#### [PROBLEM TO SOLVE]
Please write each record out again word for word.

SUPPLIED RECORDS START

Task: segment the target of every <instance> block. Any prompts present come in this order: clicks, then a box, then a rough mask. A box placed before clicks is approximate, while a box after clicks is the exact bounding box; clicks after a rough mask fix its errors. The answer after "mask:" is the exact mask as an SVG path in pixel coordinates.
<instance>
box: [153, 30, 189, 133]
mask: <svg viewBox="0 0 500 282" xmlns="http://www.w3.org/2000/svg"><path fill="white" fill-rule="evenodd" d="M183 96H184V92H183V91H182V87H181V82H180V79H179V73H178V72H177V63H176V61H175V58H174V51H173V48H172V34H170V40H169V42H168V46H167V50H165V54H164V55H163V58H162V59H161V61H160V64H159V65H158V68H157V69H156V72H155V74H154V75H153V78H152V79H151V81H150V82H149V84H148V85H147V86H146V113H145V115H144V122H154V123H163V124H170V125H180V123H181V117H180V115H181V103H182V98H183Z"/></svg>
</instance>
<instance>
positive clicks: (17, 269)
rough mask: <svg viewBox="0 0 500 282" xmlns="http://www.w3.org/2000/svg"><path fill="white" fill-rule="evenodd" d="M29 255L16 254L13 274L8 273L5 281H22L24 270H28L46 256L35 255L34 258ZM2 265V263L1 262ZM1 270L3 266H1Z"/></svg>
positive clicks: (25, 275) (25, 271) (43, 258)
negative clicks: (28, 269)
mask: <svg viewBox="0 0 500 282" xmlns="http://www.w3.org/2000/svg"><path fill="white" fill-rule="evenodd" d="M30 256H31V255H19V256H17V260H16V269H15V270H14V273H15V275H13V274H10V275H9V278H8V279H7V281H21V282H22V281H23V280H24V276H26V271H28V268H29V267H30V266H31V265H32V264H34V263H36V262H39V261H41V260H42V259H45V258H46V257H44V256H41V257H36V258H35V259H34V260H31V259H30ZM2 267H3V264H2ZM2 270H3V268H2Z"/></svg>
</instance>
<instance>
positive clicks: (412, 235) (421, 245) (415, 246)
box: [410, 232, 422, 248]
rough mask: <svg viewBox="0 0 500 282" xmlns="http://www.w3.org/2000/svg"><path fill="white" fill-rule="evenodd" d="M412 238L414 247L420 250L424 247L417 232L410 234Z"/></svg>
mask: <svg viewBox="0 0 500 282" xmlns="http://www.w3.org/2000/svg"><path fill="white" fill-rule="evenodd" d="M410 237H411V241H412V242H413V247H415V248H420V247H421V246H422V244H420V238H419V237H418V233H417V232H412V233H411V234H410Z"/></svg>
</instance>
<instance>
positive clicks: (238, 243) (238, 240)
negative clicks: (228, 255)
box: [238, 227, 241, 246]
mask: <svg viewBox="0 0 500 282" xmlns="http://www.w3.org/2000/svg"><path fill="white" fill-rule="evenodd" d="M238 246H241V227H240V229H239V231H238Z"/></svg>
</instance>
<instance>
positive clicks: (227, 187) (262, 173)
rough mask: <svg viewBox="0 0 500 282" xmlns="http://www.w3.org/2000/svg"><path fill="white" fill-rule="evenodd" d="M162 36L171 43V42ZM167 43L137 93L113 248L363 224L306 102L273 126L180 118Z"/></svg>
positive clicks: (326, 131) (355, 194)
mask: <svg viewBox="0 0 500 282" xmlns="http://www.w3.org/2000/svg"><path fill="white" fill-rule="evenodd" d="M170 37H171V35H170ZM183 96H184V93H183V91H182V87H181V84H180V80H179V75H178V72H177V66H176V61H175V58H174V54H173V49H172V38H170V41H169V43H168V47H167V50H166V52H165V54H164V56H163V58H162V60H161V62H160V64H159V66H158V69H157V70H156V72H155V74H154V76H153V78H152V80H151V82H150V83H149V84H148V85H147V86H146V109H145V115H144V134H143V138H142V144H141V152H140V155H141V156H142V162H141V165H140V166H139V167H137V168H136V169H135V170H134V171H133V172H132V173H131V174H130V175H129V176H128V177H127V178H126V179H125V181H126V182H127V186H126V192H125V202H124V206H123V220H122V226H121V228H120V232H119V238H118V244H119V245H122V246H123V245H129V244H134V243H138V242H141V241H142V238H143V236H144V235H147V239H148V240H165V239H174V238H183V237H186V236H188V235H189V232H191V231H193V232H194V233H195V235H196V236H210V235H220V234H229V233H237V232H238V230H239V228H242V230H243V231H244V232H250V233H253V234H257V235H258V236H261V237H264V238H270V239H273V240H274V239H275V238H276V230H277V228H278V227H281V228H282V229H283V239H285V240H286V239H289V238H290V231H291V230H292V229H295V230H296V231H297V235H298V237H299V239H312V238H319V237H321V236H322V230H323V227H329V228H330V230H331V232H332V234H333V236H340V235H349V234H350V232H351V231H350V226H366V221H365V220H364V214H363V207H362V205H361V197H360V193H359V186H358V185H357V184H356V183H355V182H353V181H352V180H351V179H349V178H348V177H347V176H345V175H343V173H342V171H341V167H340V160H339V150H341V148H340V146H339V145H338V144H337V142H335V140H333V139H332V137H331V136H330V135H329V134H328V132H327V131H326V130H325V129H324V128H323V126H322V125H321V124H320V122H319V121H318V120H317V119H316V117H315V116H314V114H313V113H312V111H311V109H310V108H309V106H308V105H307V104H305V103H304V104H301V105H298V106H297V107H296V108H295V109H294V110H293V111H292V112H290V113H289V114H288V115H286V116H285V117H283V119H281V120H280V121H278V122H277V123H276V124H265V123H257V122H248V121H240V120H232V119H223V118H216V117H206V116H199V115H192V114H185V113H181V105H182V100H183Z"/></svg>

SUPPLIED RECORDS END

#### [TASK ANSWER]
Task: segment the target of every <instance> block. Any prompts present come in this order: clicks, then a box, then a rough mask. A box placed before clicks is approximate, while a box after clicks is the exact bounding box; clicks after a rough mask fix its errors. The answer after "mask:" is the exact mask as an SVG path in pixel coordinates.
<instance>
box: [153, 30, 189, 133]
mask: <svg viewBox="0 0 500 282" xmlns="http://www.w3.org/2000/svg"><path fill="white" fill-rule="evenodd" d="M183 96H184V92H183V91H182V87H181V82H180V79H179V73H178V72H177V63H176V61H175V58H174V51H173V48H172V34H170V40H169V42H168V46H167V50H165V54H164V55H163V58H162V59H161V61H160V64H159V65H158V68H157V69H156V72H155V74H154V75H153V78H152V79H151V81H150V82H149V84H148V85H147V86H146V113H145V115H144V122H154V123H163V124H170V125H180V123H181V117H180V115H181V103H182V98H183Z"/></svg>
</instance>
<instance>
positive clicks: (17, 269)
rough mask: <svg viewBox="0 0 500 282" xmlns="http://www.w3.org/2000/svg"><path fill="white" fill-rule="evenodd" d="M29 255L16 254L13 274L8 273L5 281H22L24 270H28L46 256L35 255L34 258ZM2 265V263L1 262ZM1 270L3 266H1Z"/></svg>
positive clicks: (25, 275) (25, 271) (43, 258)
negative clicks: (28, 269)
mask: <svg viewBox="0 0 500 282" xmlns="http://www.w3.org/2000/svg"><path fill="white" fill-rule="evenodd" d="M30 256H31V255H19V256H17V260H16V269H15V270H14V273H15V275H13V274H10V275H9V278H8V279H7V281H21V282H22V281H23V280H24V276H26V271H28V268H29V267H30V266H31V265H32V264H34V263H36V262H39V261H41V260H42V259H45V258H46V257H44V256H41V257H36V258H35V259H34V260H31V259H30ZM2 267H3V264H2ZM2 270H3V268H2Z"/></svg>
</instance>
<instance>
positive clicks: (412, 235) (421, 245) (415, 246)
box: [410, 232, 422, 248]
rough mask: <svg viewBox="0 0 500 282" xmlns="http://www.w3.org/2000/svg"><path fill="white" fill-rule="evenodd" d="M412 238L414 247L420 250L424 247L417 232L410 234Z"/></svg>
mask: <svg viewBox="0 0 500 282" xmlns="http://www.w3.org/2000/svg"><path fill="white" fill-rule="evenodd" d="M410 237H411V241H412V242H413V247H415V248H420V247H421V246H422V244H420V238H419V237H418V233H417V232H412V233H411V234H410Z"/></svg>
</instance>
<instance>
positive clicks: (238, 243) (238, 240)
negative clicks: (228, 255)
box: [238, 227, 241, 246]
mask: <svg viewBox="0 0 500 282" xmlns="http://www.w3.org/2000/svg"><path fill="white" fill-rule="evenodd" d="M238 246H241V227H240V229H239V231H238Z"/></svg>
</instance>
<instance>
positive clicks: (227, 187) (262, 173)
rough mask: <svg viewBox="0 0 500 282" xmlns="http://www.w3.org/2000/svg"><path fill="white" fill-rule="evenodd" d="M162 36L171 43V42ZM167 43L137 93L113 248L363 224L306 102L273 126L180 118Z"/></svg>
positive clicks: (326, 131) (355, 194)
mask: <svg viewBox="0 0 500 282" xmlns="http://www.w3.org/2000/svg"><path fill="white" fill-rule="evenodd" d="M170 37H171V35H170ZM183 96H184V93H183V91H182V87H181V84H180V80H179V75H178V72H177V66H176V61H175V58H174V54H173V49H172V38H170V41H169V43H168V47H167V50H166V52H165V54H164V56H163V58H162V60H161V62H160V64H159V66H158V69H157V70H156V72H155V74H154V76H153V78H152V80H151V82H150V83H149V84H148V85H147V86H146V109H145V115H144V134H143V138H142V144H141V152H140V155H141V156H142V162H141V165H140V166H139V167H137V168H136V169H135V170H134V171H133V172H132V173H131V174H130V175H129V176H128V177H127V178H126V179H125V181H126V182H127V186H126V192H125V202H124V206H123V220H122V226H121V228H120V232H119V238H118V244H119V245H122V246H123V245H129V244H134V243H138V242H141V241H142V238H143V236H144V235H147V239H148V240H165V239H174V238H183V237H186V236H188V235H189V232H191V231H193V232H194V233H195V235H196V236H210V235H220V234H229V233H237V232H238V230H239V228H242V230H243V231H244V232H250V233H253V234H257V235H258V236H261V237H264V238H270V239H273V240H274V239H275V238H276V230H277V228H278V227H281V228H282V229H283V239H285V240H286V239H289V238H290V231H291V230H292V229H295V230H296V231H297V235H298V237H299V239H312V238H319V237H321V236H322V230H323V227H329V228H330V230H331V232H332V234H333V236H340V235H349V234H350V232H351V231H350V226H366V221H365V220H364V214H363V207H362V205H361V197H360V193H359V186H358V185H357V184H356V183H355V182H353V181H352V180H351V179H349V178H348V177H347V176H345V175H343V173H342V171H341V167H340V160H339V150H341V148H340V146H339V145H338V144H337V142H335V140H333V139H332V137H331V136H330V135H329V134H328V132H327V131H326V130H325V129H324V128H323V126H322V125H321V124H320V122H319V121H318V120H317V119H316V117H315V116H314V114H313V113H312V111H311V109H310V108H309V106H308V105H307V104H305V103H304V104H301V105H298V106H297V107H296V108H295V109H294V110H293V111H292V112H290V113H289V114H288V115H286V116H285V117H283V119H281V120H280V121H278V122H277V123H276V124H265V123H257V122H248V121H240V120H232V119H223V118H216V117H206V116H199V115H192V114H185V113H181V105H182V100H183Z"/></svg>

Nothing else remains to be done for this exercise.